任务目标:
1: 在这篇介绍 A100 GPU 的文章中，GA100 总体架构图下方列出了哪些缩写？请写出每个缩写及其对应的中文名称。
2: 下列说法是否符合这篇介绍 A100 GPU 的文章？请逐条回答“是”或“否”，并原样引用文中起决定作用的词句。
(a) GA100 采用台积电 7nm 工艺制造。
(b) 前代 GV100 内有 542 亿晶体管。
(c) 文中提供的计算峰值能力的工具要求特定的 CUDA 版本。
3: 这篇介绍 A100 GPU 的文章在所示内容的末尾中断了，请从该处接着往下续写。

1、前言
2020年5月14日,在全球疫情肆虐,无数仁人志士前赴后继攻关新冠疫苗之际,NVIDIA 创始人兼首席执行官黄仁勋在自家厨房直播带货,哦不对应该是 NVIDIA GTC 2020 主题演讲中热情洋溢地介绍了新鲜出炉的基于最新 Ampere 架构的 NVIDIA A100 GPU,号称史上最豪华的烧烤。
NVIDIA A100 Tensor Core GPU 基于最新的 Ampere 架构,其核心为基于台积电 7nm 工艺制造的 GA100,内有 542 亿晶体管,裸片尺寸为 826mm^2,而前代 GV100 裸片尺寸 815mm^2,内有 211 亿晶体管,短短 3 年时间,得益于新工艺,芯片集成度翻了不止一倍!从 NVIDIA 发布会内容以及白皮书中能看到一些夺目的数字,今天我们来解密这些数字是怎么得出来的。为此我们需要深入 GPU 架构一探究竟。
2、GPU 架构演变
图形处理器(GPU, Graphics Processing Unit),用来加速计算机图形实时绘制,俗称显卡,经常用于打游戏。自 NVIDIA 于 1999 年发明第一款 GPU GeForce 256,尔来二十有一年矣。




3、Ampere 架构详解
从 Ampere 白皮书【1】看到 GA100 的总体架构图如下:

- GPC —— 图形处理簇,Graphics Processing Clusters
- TPC —— 纹理处理簇,Texture Processing Clusters
- SM —— 流多处理器,Stream Multiprocessors
- HBM2 —— 高带宽存储器二代,High Bandwidth Memory Gen 2




4、不同型号 GPU 峰值计算能力对比
我们可以通过翻阅 GPU 数据手册、白皮书获得不同型号 GPU 峰值计算能力,但这仅停留在纸面,对于管控系统而言需要借助工具来获取这些数值记录在设备数据库,之后调度器可根据计算需求以及库存情况进行计算能力分配。本节将提供这样一个工具来自动计算 GPU 峰值计算能力,基于 CUDA Runtime API 编写,对具体 CUDA 版本没有特殊要求。A100 上运行输出如下:










5、本文代码
calc_peak_gflops.cpp#include <stdio.h>
#include <stdlib.h>
#include <string.h>
#include <cuda_runtime.h>
#define CHECK_CUDA(x, str) \
if((x) != cudaSuccess) \
{ \
fprintf(stderr, str); \
exit(EXIT_FAILURE); \
}
int cc2cores(int major, int minor)

集合中存储的条目:
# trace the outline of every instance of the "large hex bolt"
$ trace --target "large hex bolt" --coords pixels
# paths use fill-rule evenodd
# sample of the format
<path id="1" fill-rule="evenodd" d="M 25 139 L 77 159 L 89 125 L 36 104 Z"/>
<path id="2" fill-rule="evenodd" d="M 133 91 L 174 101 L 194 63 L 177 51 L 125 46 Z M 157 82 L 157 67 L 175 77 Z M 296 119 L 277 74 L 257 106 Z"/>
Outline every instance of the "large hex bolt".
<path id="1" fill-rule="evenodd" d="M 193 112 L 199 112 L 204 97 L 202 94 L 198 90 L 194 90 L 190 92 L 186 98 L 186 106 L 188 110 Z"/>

任务解答:
1:
- GPC：图形处理簇
- TPC：纹理处理簇
- SM：流多处理器
- HBM2：高带宽存储器二代

2:
(a) 是：“其核心为基于台积电 7nm 工艺制造的 GA100”
(b) 否：“内有 211 亿晶体管”
(c) 否：“对具体 CUDA 版本没有特殊要求”

3:
{
typedef struct
{
int SM;
int Cores;
} sSMtoCores;
sSMtoCores nGpuArchCoresPerSM[] =
{
{0x30, 192},
{0x32, 192},
{0x35, 192},
{0x37, 192},
{0x50, 128},
{0x52, 128},
{0x53, 128},
{0x60, 64},
{0x61, 128},
{0x62, 128},
{0x70, 64},
{0x72, 64},
{0x75, 64},
{0x80, 64},
{-1, -1}
};
int index = 0;
while (nGpuArchCoresPerSM[index].SM != -1)
{
if (nGpuArchCoresPerSM[index].SM == ((major << 4) + minor))
{
return nGpuArchCoresPerSM[index].Cores;
}
index++;
}
printf(
"MapSMtoCores for SM %d.%d is undefined."
" Default to use %d Cores/SM\n",
major, minor, nGpuArchCoresPerSM[index - 1].Cores);
return nGpuArchCoresPerSM[index - 1].Cores;
}
bool has_fp16(int major, int minor)
{
int cc = major * 10 + minor;
return ((cc == 60) || (cc == 62) || (cc == 70) || (cc == 75) || (cc == 80));
}
bool has_int8(int major, int minor)
{
int cc = major * 10 + minor;
return ((cc == 61) || (cc == 70) || (cc == 75) || (cc == 80));
}
bool has_tensor_core_v1(int major, int minor)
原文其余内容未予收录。